• Data for processing

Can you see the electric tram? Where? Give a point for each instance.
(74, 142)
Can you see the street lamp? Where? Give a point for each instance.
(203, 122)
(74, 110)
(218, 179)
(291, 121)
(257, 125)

• Your objective
Return all of the data precisely as it appears.

• The response
Can you see the electric tram? Where? Give a point for each instance.
(74, 142)
Can you see the street lamp? Where? Give a point for each instance.
(203, 122)
(74, 110)
(218, 179)
(291, 121)
(257, 125)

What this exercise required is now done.